→ Exercise objective
Rewrite the lines below as a Markdown table, from the line containing "Expected behaviour: the pointer locates the nose cone" through the last line, both included. Use the columns Row, holding a running number, and Line, and skip blank lines.

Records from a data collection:
------------------------------------------------------------------------
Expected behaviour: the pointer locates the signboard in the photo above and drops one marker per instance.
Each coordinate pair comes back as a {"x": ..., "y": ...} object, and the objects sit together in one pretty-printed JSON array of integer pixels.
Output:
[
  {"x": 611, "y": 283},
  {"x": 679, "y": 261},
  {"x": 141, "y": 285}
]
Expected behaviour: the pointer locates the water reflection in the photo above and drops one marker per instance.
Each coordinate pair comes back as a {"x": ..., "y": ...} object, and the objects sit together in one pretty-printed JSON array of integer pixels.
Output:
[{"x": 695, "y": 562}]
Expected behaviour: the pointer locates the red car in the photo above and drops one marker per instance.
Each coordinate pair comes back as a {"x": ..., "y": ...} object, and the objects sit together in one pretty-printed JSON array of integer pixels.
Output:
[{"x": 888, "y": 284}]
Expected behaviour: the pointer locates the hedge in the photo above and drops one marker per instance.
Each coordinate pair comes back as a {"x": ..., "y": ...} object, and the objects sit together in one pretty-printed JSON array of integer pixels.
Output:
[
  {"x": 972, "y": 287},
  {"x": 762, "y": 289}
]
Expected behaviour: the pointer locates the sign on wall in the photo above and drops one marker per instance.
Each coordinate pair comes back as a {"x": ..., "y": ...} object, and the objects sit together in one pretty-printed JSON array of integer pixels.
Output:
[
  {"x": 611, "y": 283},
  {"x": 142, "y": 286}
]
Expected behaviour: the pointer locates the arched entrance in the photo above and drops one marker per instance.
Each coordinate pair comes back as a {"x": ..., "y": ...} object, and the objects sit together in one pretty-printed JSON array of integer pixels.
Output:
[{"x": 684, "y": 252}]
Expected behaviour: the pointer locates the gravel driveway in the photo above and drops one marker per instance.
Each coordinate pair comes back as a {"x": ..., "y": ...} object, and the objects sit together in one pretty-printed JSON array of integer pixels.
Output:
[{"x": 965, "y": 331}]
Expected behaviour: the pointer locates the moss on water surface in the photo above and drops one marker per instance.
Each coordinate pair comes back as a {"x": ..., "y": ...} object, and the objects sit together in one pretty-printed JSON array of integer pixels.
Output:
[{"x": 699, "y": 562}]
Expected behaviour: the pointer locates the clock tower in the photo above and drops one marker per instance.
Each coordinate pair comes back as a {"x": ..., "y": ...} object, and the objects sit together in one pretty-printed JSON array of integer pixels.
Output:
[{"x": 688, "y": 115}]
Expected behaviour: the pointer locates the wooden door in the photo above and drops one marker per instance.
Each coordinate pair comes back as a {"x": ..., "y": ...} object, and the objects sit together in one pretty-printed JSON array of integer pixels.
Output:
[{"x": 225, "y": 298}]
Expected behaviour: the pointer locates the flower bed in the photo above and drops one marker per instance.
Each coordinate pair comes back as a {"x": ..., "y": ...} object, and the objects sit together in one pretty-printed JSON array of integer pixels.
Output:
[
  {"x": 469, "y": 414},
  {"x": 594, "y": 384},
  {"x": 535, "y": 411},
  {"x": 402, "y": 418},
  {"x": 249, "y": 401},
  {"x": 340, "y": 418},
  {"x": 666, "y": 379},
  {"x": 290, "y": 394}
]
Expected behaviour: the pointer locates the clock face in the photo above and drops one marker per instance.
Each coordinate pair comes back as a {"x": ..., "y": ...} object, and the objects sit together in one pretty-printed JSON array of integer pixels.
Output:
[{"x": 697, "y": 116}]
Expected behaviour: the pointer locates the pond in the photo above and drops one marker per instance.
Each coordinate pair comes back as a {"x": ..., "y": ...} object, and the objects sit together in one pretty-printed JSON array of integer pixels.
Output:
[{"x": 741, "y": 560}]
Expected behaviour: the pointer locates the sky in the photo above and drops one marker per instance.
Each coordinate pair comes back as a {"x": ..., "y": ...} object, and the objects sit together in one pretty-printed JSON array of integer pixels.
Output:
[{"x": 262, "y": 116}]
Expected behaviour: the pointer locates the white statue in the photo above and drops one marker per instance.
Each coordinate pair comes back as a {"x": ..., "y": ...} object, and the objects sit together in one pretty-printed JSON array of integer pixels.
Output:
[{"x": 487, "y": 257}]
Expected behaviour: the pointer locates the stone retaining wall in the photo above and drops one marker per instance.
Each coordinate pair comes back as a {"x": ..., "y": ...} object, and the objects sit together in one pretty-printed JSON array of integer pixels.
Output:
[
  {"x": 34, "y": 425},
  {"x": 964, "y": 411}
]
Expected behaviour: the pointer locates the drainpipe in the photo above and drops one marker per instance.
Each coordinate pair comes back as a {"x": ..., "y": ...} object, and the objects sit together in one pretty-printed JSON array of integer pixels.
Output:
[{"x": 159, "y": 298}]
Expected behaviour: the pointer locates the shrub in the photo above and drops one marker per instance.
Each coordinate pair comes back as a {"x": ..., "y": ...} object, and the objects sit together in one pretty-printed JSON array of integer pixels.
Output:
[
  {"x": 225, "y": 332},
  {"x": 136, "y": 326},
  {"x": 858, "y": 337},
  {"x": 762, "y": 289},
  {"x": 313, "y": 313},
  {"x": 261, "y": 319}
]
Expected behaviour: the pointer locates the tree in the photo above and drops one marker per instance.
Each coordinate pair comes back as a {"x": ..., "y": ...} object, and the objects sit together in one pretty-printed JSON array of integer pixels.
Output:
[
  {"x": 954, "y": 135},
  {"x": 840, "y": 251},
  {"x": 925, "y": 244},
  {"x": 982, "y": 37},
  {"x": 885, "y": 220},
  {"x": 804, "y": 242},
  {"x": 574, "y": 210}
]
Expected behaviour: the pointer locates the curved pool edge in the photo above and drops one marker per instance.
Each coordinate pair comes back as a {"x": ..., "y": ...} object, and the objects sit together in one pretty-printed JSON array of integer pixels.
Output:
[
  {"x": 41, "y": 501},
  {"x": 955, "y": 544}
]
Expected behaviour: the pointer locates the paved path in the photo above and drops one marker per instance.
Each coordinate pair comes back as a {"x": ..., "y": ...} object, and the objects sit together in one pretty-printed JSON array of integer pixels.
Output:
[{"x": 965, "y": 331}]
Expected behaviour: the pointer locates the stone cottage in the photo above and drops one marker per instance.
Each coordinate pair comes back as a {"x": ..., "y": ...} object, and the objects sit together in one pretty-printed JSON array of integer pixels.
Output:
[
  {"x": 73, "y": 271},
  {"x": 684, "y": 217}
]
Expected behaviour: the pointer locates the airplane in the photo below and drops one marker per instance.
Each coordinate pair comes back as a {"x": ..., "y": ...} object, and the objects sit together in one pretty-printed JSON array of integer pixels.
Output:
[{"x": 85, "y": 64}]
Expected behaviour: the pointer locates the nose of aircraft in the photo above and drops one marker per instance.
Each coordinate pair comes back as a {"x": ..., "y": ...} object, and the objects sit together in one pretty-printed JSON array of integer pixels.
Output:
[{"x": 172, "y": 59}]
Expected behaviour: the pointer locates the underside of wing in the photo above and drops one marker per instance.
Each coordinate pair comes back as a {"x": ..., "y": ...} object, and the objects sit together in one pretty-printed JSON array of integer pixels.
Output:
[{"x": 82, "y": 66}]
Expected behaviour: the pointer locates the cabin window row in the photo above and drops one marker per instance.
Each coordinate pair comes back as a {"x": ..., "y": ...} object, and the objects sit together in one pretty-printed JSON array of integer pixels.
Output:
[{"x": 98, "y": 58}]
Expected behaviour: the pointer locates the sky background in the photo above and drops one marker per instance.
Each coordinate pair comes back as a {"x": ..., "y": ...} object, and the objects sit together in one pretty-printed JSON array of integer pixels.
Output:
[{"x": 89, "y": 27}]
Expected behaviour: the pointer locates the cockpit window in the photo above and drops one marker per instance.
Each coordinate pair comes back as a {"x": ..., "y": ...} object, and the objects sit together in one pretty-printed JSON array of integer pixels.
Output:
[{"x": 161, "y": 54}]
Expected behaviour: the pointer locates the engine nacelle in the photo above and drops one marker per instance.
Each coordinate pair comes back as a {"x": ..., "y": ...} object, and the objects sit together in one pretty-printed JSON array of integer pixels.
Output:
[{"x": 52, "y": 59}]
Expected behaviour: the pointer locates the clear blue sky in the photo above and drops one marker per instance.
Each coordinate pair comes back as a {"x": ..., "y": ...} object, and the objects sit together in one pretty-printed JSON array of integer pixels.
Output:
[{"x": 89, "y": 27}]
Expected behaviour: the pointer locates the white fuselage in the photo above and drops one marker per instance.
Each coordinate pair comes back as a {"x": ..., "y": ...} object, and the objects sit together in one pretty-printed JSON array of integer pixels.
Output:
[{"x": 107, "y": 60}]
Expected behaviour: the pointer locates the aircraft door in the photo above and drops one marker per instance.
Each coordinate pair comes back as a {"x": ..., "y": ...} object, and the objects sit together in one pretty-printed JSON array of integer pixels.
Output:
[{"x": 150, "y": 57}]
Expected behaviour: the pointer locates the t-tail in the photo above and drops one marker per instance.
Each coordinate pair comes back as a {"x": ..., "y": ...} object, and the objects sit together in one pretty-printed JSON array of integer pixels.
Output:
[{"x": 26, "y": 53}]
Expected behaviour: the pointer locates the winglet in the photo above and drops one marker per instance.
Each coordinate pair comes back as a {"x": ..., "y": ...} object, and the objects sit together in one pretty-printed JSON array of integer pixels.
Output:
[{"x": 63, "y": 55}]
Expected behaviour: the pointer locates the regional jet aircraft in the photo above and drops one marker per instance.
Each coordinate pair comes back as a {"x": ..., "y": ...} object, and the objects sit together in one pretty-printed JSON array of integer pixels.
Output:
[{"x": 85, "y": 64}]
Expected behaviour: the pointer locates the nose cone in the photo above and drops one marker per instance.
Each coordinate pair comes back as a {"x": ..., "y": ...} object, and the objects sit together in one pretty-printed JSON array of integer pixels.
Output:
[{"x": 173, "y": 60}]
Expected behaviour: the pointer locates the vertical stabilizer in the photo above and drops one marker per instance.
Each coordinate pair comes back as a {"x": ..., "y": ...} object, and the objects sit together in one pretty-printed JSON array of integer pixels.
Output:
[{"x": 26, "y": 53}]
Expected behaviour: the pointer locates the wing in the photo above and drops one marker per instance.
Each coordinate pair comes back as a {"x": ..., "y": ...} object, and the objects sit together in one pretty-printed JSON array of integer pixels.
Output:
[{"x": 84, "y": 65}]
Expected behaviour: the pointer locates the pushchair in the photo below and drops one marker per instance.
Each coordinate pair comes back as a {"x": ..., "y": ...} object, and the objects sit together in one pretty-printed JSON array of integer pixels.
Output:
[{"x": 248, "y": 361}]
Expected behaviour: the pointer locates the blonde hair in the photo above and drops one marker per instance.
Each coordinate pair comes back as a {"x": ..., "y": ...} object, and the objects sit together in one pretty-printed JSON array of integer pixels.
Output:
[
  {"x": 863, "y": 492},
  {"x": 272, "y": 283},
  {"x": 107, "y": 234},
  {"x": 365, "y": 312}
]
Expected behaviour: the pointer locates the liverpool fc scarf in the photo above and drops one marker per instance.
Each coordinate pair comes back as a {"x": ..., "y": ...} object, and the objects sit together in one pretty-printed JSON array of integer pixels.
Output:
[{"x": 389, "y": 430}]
------------------------------------------------------------------------
→ Result for this task
| Row | Line |
|---|---|
| 1 | Expected behaviour: the pointer locates the nose cone in the photo above and drops one marker per instance. |
| 2 | Each coordinate pair comes back as a {"x": ..., "y": ...} object, and the objects sit together in one pretty-printed JSON array of integer pixels. |
| 3 | Output: |
| 4 | [{"x": 173, "y": 60}] |
| 5 | Expected behaviour: the pointer locates the vertical stabilizer in the photo above and drops one marker per instance. |
| 6 | Each coordinate pair comes back as a {"x": ..., "y": ...} object, and the objects sit together in one pretty-printed JSON array of integer pixels. |
| 7 | Output: |
| 8 | [{"x": 26, "y": 53}] |
| 9 | Expected behaviour: the pointer locates the wing in the photo above and drops one marker per instance. |
| 10 | Each coordinate pair comes back as a {"x": ..., "y": ...} object, and the objects sit together in one pretty-printed JSON array of integer pixels. |
| 11 | Output: |
| 12 | [{"x": 84, "y": 65}] |
| 13 | Expected behaviour: the pointer locates the pushchair in the photo below and drops one marker per instance. |
| 14 | Each coordinate pair comes back as a {"x": ..., "y": ...} object, and the objects sit together in one pretty-printed JSON array of integer pixels. |
| 15 | Output: |
| 16 | [{"x": 248, "y": 361}] |
| 17 | Expected behaviour: the pointer locates the blonde hair in the photo above and drops one marker per instance. |
| 18 | Each coordinate pair comes back as a {"x": ..., "y": ...} object, and the objects sit together in one pretty-printed JSON array of integer pixels. |
| 19 | Output: |
| 20 | [ |
| 21 |   {"x": 863, "y": 492}, |
| 22 |   {"x": 272, "y": 283}, |
| 23 |   {"x": 107, "y": 234}, |
| 24 |   {"x": 365, "y": 312} |
| 25 | ] |
| 26 | Expected behaviour: the pointer locates the liverpool fc scarf in the photo above and drops one marker per instance. |
| 27 | Each coordinate pair comes back as a {"x": ..., "y": ...} object, and the objects sit together in one pretty-printed JSON array of integer pixels. |
| 28 | Output: |
| 29 | [{"x": 389, "y": 430}] |